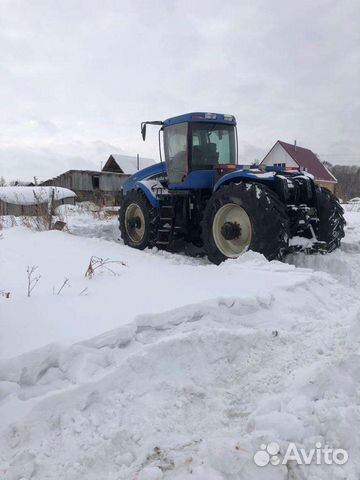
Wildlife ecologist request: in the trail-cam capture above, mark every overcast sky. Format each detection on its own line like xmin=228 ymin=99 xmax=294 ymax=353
xmin=0 ymin=0 xmax=359 ymax=180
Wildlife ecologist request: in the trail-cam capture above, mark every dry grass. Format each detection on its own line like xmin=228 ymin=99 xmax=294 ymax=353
xmin=85 ymin=256 xmax=127 ymax=279
xmin=26 ymin=266 xmax=41 ymax=297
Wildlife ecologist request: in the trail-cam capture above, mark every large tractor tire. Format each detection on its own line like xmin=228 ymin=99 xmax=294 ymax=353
xmin=201 ymin=182 xmax=289 ymax=265
xmin=316 ymin=186 xmax=345 ymax=252
xmin=119 ymin=190 xmax=158 ymax=250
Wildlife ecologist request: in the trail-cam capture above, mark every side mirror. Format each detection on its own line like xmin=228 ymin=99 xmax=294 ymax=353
xmin=140 ymin=120 xmax=163 ymax=141
xmin=141 ymin=123 xmax=146 ymax=141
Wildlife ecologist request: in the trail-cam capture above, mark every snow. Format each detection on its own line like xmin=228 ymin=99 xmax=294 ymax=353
xmin=343 ymin=200 xmax=360 ymax=212
xmin=0 ymin=207 xmax=359 ymax=479
xmin=110 ymin=154 xmax=156 ymax=175
xmin=0 ymin=226 xmax=312 ymax=357
xmin=0 ymin=186 xmax=76 ymax=205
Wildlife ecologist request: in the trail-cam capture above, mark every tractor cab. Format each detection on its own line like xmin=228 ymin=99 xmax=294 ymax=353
xmin=141 ymin=112 xmax=238 ymax=189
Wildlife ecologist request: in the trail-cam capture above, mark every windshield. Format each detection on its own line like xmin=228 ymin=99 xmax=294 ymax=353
xmin=191 ymin=123 xmax=236 ymax=169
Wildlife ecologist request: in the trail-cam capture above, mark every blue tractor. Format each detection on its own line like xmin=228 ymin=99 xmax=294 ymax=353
xmin=119 ymin=112 xmax=345 ymax=264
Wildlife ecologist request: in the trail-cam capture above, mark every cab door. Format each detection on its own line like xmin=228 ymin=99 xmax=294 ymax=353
xmin=163 ymin=122 xmax=189 ymax=184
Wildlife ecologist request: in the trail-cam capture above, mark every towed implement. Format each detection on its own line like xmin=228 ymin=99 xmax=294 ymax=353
xmin=119 ymin=112 xmax=345 ymax=264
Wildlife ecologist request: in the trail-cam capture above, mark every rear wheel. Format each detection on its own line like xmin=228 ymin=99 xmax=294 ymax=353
xmin=201 ymin=182 xmax=289 ymax=264
xmin=119 ymin=190 xmax=158 ymax=249
xmin=316 ymin=186 xmax=345 ymax=252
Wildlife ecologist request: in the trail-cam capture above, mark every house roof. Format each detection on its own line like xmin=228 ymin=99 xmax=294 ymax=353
xmin=277 ymin=140 xmax=337 ymax=183
xmin=59 ymin=169 xmax=125 ymax=176
xmin=103 ymin=154 xmax=156 ymax=175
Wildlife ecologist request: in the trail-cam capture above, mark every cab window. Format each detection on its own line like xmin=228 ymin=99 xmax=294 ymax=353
xmin=164 ymin=123 xmax=188 ymax=183
xmin=191 ymin=123 xmax=236 ymax=169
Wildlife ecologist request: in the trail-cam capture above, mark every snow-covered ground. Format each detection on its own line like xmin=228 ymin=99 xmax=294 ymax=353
xmin=343 ymin=199 xmax=360 ymax=213
xmin=0 ymin=206 xmax=359 ymax=479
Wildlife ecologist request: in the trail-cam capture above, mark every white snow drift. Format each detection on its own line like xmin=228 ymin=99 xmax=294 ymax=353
xmin=0 ymin=208 xmax=359 ymax=479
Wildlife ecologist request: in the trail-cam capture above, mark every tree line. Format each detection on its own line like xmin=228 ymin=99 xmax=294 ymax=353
xmin=328 ymin=165 xmax=360 ymax=201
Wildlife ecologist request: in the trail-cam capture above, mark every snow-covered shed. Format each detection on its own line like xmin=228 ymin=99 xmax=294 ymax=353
xmin=260 ymin=140 xmax=338 ymax=192
xmin=102 ymin=154 xmax=156 ymax=175
xmin=41 ymin=169 xmax=128 ymax=205
xmin=0 ymin=186 xmax=76 ymax=216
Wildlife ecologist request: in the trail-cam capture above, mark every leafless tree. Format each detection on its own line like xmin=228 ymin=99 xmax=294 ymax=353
xmin=330 ymin=164 xmax=360 ymax=201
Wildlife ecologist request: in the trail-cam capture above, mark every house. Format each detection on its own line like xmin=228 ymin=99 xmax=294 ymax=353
xmin=102 ymin=154 xmax=156 ymax=175
xmin=0 ymin=186 xmax=75 ymax=216
xmin=260 ymin=140 xmax=338 ymax=192
xmin=41 ymin=169 xmax=128 ymax=205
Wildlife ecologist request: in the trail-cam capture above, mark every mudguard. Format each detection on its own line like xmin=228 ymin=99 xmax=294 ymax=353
xmin=213 ymin=169 xmax=276 ymax=192
xmin=122 ymin=163 xmax=165 ymax=194
xmin=131 ymin=180 xmax=162 ymax=208
xmin=121 ymin=163 xmax=165 ymax=208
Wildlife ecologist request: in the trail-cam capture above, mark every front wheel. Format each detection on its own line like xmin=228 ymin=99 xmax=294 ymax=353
xmin=119 ymin=190 xmax=158 ymax=249
xmin=201 ymin=182 xmax=289 ymax=264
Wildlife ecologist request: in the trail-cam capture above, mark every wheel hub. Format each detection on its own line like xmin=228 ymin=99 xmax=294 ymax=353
xmin=125 ymin=203 xmax=145 ymax=244
xmin=127 ymin=216 xmax=142 ymax=229
xmin=212 ymin=203 xmax=252 ymax=258
xmin=221 ymin=221 xmax=241 ymax=240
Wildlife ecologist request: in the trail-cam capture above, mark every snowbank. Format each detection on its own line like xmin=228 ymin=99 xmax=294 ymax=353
xmin=55 ymin=203 xmax=120 ymax=241
xmin=0 ymin=186 xmax=75 ymax=205
xmin=343 ymin=199 xmax=360 ymax=212
xmin=0 ymin=210 xmax=359 ymax=479
xmin=0 ymin=275 xmax=358 ymax=479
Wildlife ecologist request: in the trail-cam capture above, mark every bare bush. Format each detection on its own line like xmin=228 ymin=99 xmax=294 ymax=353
xmin=26 ymin=266 xmax=41 ymax=297
xmin=21 ymin=207 xmax=49 ymax=231
xmin=0 ymin=215 xmax=17 ymax=230
xmin=85 ymin=256 xmax=127 ymax=279
xmin=0 ymin=290 xmax=10 ymax=299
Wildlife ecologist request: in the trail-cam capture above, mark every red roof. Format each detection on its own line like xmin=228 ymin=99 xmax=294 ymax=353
xmin=278 ymin=141 xmax=337 ymax=183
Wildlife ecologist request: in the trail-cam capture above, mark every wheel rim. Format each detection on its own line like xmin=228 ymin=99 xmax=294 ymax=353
xmin=212 ymin=203 xmax=252 ymax=258
xmin=125 ymin=203 xmax=145 ymax=244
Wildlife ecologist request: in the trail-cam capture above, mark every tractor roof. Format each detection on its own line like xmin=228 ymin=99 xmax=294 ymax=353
xmin=163 ymin=112 xmax=236 ymax=127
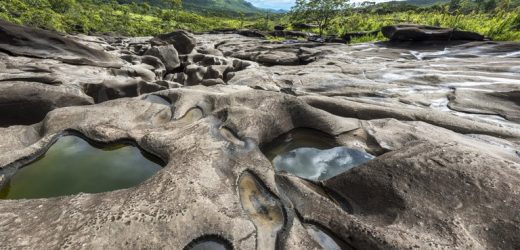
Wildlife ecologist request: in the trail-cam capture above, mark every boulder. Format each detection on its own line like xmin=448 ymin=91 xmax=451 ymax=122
xmin=238 ymin=29 xmax=267 ymax=38
xmin=144 ymin=45 xmax=181 ymax=72
xmin=150 ymin=30 xmax=197 ymax=54
xmin=274 ymin=25 xmax=285 ymax=31
xmin=381 ymin=24 xmax=485 ymax=41
xmin=269 ymin=30 xmax=309 ymax=38
xmin=292 ymin=23 xmax=319 ymax=30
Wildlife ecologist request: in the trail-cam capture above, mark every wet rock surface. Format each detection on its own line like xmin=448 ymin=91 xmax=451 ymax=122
xmin=0 ymin=22 xmax=519 ymax=249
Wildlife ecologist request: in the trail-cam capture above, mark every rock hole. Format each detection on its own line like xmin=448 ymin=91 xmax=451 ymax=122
xmin=0 ymin=133 xmax=165 ymax=199
xmin=238 ymin=171 xmax=285 ymax=250
xmin=261 ymin=128 xmax=374 ymax=181
xmin=219 ymin=127 xmax=245 ymax=146
xmin=304 ymin=223 xmax=355 ymax=250
xmin=183 ymin=235 xmax=233 ymax=250
xmin=142 ymin=94 xmax=172 ymax=106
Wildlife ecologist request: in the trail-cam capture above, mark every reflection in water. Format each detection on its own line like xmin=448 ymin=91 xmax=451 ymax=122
xmin=262 ymin=128 xmax=339 ymax=161
xmin=0 ymin=135 xmax=163 ymax=199
xmin=274 ymin=147 xmax=374 ymax=181
xmin=305 ymin=224 xmax=342 ymax=250
xmin=238 ymin=172 xmax=284 ymax=250
xmin=262 ymin=129 xmax=374 ymax=181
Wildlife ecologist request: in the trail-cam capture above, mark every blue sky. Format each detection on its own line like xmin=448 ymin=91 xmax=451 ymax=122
xmin=247 ymin=0 xmax=397 ymax=10
xmin=248 ymin=0 xmax=295 ymax=10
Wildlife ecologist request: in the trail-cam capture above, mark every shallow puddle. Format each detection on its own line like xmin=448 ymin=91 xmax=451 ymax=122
xmin=238 ymin=172 xmax=284 ymax=249
xmin=142 ymin=94 xmax=171 ymax=106
xmin=306 ymin=224 xmax=342 ymax=250
xmin=262 ymin=129 xmax=373 ymax=181
xmin=305 ymin=224 xmax=345 ymax=250
xmin=274 ymin=147 xmax=374 ymax=181
xmin=262 ymin=128 xmax=339 ymax=161
xmin=0 ymin=135 xmax=163 ymax=199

▸ **Assignment**: The expected output is the run of lines from the one that includes "mark every rock" through the end of the listing above, exactly as they stand.

▸ **Your solution**:
Wildlife ecologist request: in the trail-cam capture above, mark every rock hole. Format each detection on its own line like xmin=448 ymin=91 xmax=451 ymax=122
xmin=0 ymin=133 xmax=165 ymax=199
xmin=238 ymin=171 xmax=285 ymax=250
xmin=261 ymin=128 xmax=374 ymax=181
xmin=219 ymin=127 xmax=245 ymax=146
xmin=304 ymin=223 xmax=355 ymax=250
xmin=183 ymin=235 xmax=233 ymax=250
xmin=142 ymin=94 xmax=172 ymax=106
Wildlife ecologist request: in the trail-cam capture above, mark every reflection in water. Format each detection on its own line like xmin=448 ymin=91 xmax=451 ymax=122
xmin=262 ymin=128 xmax=339 ymax=161
xmin=0 ymin=135 xmax=163 ymax=199
xmin=274 ymin=147 xmax=374 ymax=181
xmin=305 ymin=224 xmax=342 ymax=250
xmin=238 ymin=172 xmax=284 ymax=250
xmin=262 ymin=129 xmax=374 ymax=181
Wildlife ecologist request: in the trail-cam capture above, mark every blue sky. Format each detection on its own line like xmin=448 ymin=91 xmax=451 ymax=122
xmin=247 ymin=0 xmax=397 ymax=10
xmin=248 ymin=0 xmax=295 ymax=10
Wildlife ecologist request: in the trail-cam capture above, mark every shallow puddle. Format each detection on its own line like xmin=448 ymin=91 xmax=451 ymax=122
xmin=238 ymin=172 xmax=284 ymax=249
xmin=142 ymin=94 xmax=171 ymax=106
xmin=306 ymin=224 xmax=342 ymax=250
xmin=262 ymin=129 xmax=373 ymax=181
xmin=305 ymin=224 xmax=345 ymax=250
xmin=274 ymin=147 xmax=374 ymax=181
xmin=262 ymin=128 xmax=339 ymax=161
xmin=0 ymin=135 xmax=163 ymax=199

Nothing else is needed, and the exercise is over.